Data:

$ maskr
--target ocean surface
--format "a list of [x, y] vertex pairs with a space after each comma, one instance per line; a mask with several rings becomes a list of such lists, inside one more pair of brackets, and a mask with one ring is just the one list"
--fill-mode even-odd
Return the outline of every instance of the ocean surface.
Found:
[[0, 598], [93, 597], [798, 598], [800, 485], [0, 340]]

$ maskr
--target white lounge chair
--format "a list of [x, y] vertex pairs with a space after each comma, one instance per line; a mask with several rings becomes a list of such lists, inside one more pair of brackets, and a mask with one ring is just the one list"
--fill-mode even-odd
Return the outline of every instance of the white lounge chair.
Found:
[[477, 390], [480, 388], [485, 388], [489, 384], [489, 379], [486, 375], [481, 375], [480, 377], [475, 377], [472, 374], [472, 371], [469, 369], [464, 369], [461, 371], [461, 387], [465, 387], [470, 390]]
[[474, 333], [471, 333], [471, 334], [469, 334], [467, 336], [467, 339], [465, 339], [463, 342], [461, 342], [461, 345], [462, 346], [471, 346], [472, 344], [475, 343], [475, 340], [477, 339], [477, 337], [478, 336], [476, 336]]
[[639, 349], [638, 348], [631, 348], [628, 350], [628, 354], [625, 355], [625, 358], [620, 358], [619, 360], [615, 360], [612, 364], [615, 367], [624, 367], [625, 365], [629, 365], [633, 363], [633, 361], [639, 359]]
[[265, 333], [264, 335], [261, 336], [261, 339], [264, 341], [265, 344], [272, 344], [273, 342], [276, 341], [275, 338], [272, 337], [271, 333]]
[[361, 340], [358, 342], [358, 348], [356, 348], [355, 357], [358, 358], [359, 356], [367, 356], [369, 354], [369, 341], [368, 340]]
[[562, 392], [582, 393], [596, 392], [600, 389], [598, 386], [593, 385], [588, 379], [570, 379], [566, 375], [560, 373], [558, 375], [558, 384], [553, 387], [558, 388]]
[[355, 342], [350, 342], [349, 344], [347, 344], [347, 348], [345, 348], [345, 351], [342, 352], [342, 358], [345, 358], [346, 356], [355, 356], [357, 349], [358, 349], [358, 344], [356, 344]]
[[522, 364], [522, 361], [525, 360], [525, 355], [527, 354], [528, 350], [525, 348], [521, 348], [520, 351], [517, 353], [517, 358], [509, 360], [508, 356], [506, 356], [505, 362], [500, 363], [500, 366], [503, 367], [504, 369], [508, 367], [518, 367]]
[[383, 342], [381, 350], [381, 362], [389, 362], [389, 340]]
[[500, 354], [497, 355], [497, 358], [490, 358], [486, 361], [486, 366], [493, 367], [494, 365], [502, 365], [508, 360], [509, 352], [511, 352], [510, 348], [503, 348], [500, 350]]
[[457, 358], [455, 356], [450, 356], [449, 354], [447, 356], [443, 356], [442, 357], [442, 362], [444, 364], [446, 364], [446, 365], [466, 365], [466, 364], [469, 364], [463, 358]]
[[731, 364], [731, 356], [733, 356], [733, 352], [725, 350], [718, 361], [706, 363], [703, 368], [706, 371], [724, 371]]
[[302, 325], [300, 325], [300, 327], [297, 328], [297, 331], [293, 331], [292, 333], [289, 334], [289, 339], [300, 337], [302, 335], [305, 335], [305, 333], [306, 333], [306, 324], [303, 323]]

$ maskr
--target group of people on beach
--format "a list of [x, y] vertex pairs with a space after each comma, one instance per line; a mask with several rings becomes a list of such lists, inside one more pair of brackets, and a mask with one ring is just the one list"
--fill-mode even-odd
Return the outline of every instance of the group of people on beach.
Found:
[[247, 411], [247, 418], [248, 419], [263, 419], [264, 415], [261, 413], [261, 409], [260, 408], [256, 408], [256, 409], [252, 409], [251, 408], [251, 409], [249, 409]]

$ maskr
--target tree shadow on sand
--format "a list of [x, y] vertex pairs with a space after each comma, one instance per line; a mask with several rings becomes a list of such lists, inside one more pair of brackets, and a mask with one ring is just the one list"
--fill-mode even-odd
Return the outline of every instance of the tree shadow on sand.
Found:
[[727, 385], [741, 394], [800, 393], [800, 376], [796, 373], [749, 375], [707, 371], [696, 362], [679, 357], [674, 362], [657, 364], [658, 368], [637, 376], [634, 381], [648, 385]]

How to complete this task:
Please, from the material above, copy only the lines from the line with "--target tree shadow on sand" up to and including the line with "Return the outline of every instance of the tree", exactly as written.

Solution to this exercise:
--target tree shadow on sand
--format "a list of [x, y] vertex pairs with a space after each comma, one instance per line; a mask with several rings becomes a list of such lists, inside one more pair of brackets, and a mask with one ring is just the one list"
--fill-mode even-odd
Return the outline of every instance of the tree shadow on sand.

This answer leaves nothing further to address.